┏━━

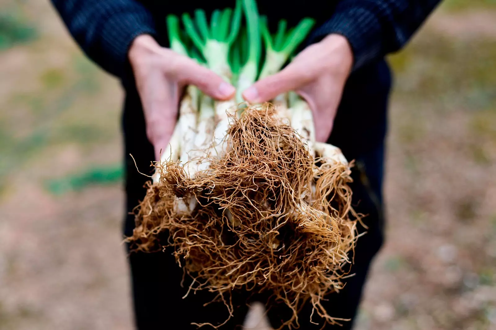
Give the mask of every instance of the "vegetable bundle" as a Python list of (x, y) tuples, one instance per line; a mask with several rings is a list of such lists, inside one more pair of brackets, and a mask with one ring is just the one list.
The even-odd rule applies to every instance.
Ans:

┗━━
┏━━

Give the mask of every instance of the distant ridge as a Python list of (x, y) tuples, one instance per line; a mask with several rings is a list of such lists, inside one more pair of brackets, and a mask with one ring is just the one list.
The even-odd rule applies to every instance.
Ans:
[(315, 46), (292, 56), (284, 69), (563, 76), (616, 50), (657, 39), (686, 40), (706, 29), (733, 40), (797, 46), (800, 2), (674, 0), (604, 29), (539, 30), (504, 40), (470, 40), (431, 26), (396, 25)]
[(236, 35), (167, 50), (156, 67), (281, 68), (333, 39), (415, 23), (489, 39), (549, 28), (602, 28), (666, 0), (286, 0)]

┗━━
┏━━

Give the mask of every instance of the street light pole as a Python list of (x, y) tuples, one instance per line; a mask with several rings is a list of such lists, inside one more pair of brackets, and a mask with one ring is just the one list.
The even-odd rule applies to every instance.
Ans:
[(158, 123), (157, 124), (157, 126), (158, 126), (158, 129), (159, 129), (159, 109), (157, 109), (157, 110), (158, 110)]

┗━━

Please rewrite the rows starting with the line with "Give the mask of every instance of the distant" and going on through the line with "26), (396, 25)]", putting "nonzero winding rule" in place of "even-odd rule" and leaving everything else unchanged.

Output of the exercise:
Give the mask of every instance of the distant ridge as a Python list of (x, y) tuples, one instance per line; a mask with several rings is a list of such lists, inside one more pair of brackets, and a mask with one ring is just the one list.
The nonzero winding rule applies to every instance.
Ans:
[(315, 46), (292, 56), (284, 69), (563, 76), (616, 50), (657, 39), (686, 40), (706, 29), (733, 40), (797, 46), (800, 2), (674, 0), (604, 29), (539, 30), (504, 40), (470, 40), (431, 26), (396, 25)]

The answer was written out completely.